» **The task**: Copy the following data line for line, word for word, leaving out the pictures.

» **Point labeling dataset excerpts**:
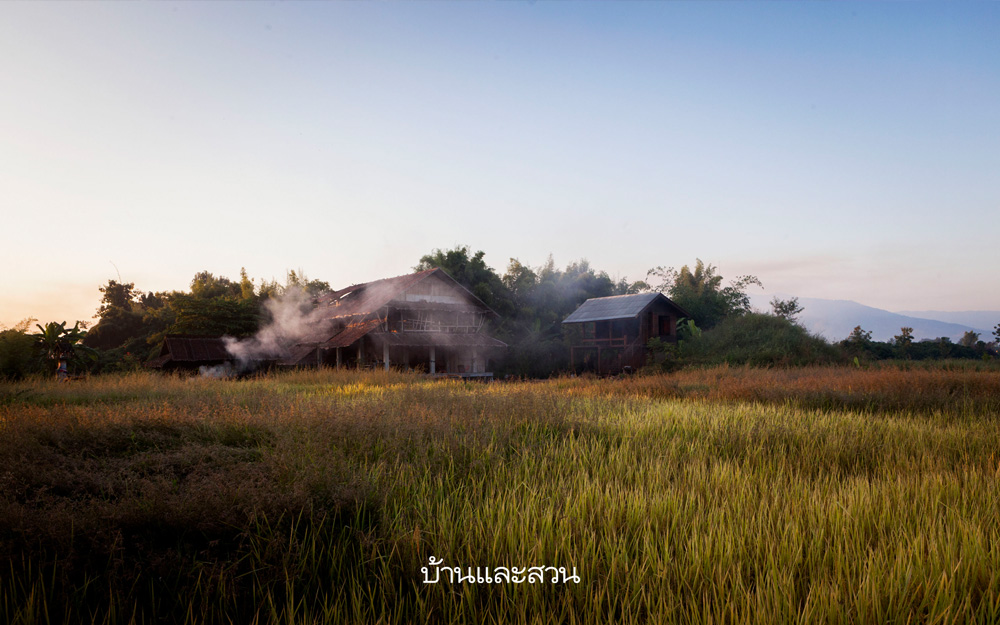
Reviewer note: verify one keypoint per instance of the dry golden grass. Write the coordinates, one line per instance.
(720, 495)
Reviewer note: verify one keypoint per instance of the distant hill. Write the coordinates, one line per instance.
(834, 320)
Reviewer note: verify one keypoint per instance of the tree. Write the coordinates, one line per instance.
(969, 339)
(786, 309)
(217, 316)
(473, 273)
(117, 296)
(701, 294)
(205, 285)
(16, 351)
(56, 342)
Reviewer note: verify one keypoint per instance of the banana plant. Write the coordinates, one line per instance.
(57, 342)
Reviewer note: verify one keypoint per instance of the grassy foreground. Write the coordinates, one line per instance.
(723, 495)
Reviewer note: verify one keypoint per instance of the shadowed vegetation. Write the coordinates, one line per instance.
(743, 495)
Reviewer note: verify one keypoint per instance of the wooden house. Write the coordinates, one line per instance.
(613, 331)
(424, 321)
(182, 351)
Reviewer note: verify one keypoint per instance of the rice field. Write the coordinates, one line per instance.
(816, 495)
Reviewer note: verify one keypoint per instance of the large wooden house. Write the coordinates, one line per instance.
(613, 331)
(424, 321)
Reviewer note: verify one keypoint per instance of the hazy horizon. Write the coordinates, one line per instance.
(834, 150)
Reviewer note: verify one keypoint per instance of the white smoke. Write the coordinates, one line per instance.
(217, 372)
(292, 319)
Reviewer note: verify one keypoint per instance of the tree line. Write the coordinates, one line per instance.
(531, 303)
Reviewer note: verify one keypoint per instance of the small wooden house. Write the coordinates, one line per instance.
(613, 331)
(181, 351)
(424, 321)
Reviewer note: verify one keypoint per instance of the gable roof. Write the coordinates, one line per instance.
(617, 307)
(369, 297)
(191, 350)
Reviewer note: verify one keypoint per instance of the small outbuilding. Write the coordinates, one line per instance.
(613, 331)
(180, 351)
(424, 321)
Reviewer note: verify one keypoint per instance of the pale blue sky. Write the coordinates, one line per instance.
(835, 150)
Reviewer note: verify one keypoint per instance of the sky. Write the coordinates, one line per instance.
(833, 149)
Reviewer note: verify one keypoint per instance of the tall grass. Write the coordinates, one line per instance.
(316, 497)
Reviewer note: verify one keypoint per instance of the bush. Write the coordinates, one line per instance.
(16, 354)
(757, 339)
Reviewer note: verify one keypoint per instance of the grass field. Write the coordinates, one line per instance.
(830, 495)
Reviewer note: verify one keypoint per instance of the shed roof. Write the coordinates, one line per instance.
(367, 298)
(617, 307)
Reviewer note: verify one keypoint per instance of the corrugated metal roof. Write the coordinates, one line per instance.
(370, 297)
(352, 333)
(437, 339)
(188, 349)
(616, 307)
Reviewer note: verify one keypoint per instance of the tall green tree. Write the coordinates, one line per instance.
(787, 309)
(969, 339)
(903, 341)
(17, 351)
(55, 342)
(473, 273)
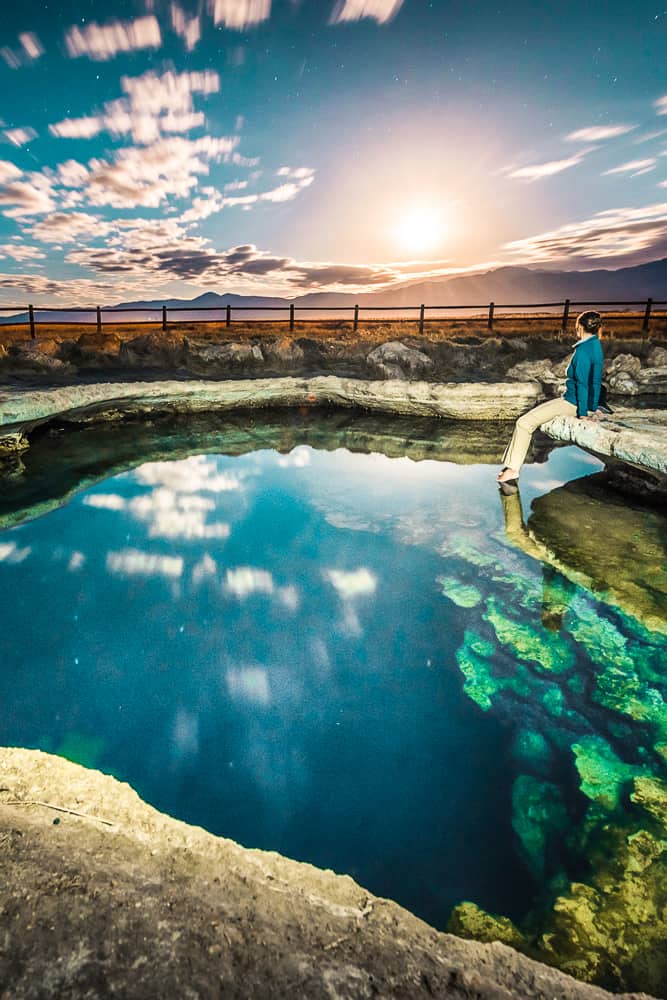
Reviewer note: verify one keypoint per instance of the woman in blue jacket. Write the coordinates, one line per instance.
(580, 399)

» **The output**:
Reviewer note: verify one keypoint per instance of the dry golden grass. Write the coordinates, one line per instance.
(720, 495)
Reviewer note: verify one keypoint per instance of the distant hill. Write the coordinates, one line per instance.
(834, 320)
Reviewer note: verify one keypoint per instance of the tree. Write the coordinates, one line per instance.
(969, 339)
(786, 309)
(217, 316)
(473, 273)
(117, 296)
(701, 294)
(205, 285)
(16, 351)
(56, 342)
Reviewer note: verify one keypoint per instance of the banana plant. Write the coordinates, one line per instance.
(57, 342)
Reviewer note: verify one keypoint per instance of the grassy foreground. Write the coordinates, one line per instance.
(723, 495)
Reviewer note: verify one keypoint per instance of the shadowed vegetation. Write the coordinates, one line per instance.
(743, 495)
Reviewer note: verify one keypoint per instance of the wooden house. Write the coordinates, one line per instance.
(613, 331)
(424, 321)
(182, 351)
Reviewer note: verify one keypoint per instance of the rice field. Write the coordinates, one line per instance.
(816, 495)
Reviewer note: verify one keypoint per instance of the large wooden house. Write the coordinates, one line per instance.
(613, 331)
(424, 321)
Reviewer note: verify one keypoint per instance of the hazy horizon. Write the coordinates, one line per instance.
(834, 150)
Reviewer note: verify one keypoint per instance of the white smoke. Write the coordinates, one line per instance.
(217, 372)
(292, 319)
Reviewer note: verify one keypoint per instance of the tree line. Write the coordinates, one line per instance.
(531, 303)
Reviewer note: verify one keypoint per instance of the small wooden house. Write the coordinates, one line per instance.
(613, 331)
(181, 351)
(424, 321)
Reviewer note: verify one keypoint per instance of the gable roof. Write the coordinates, one line per instance.
(617, 307)
(369, 297)
(191, 350)
Reviewer note: verify one keypoint per instance of the small outbuilding. Write the coordinates, one line per instance.
(613, 331)
(180, 351)
(424, 321)
Reviewer note: verify one keypoint per instance of the pale blue sky. Write the coordinates, one line per instance.
(835, 150)
Reviewer note: verify one keypoint per instance of the sky. Write the coordinates, one line per instance.
(833, 149)
Reviewer note: verify one keypoint per instance of the tall grass. Write the coordinates, one line per instance.
(316, 497)
Reviewer note: verify one keypoint per instance of the bush. Write the coordinates, one line per instance.
(16, 354)
(757, 339)
Reviewer note: verify one keypoint per instance of the grass field. Write the coordinates, one line per instance.
(830, 495)
Reviewer note: verify one keypoint per instance of the shed roof. Write the coordinates, one line per instance.
(367, 298)
(617, 307)
Reviewer note: verify one keypoint per instance of the corrugated metal roof. Write the coordinates, one line per instance.
(370, 297)
(352, 333)
(437, 339)
(188, 349)
(616, 307)
Reviewer note: verify one keypoint per instance of the tall green tree. Write the coordinates, one line per instance.
(787, 309)
(969, 339)
(903, 341)
(17, 351)
(55, 342)
(473, 273)
Reviewer note: verify one keypoint per instance of the woman in blue jacket. Write the coordinates, one line per instance.
(580, 399)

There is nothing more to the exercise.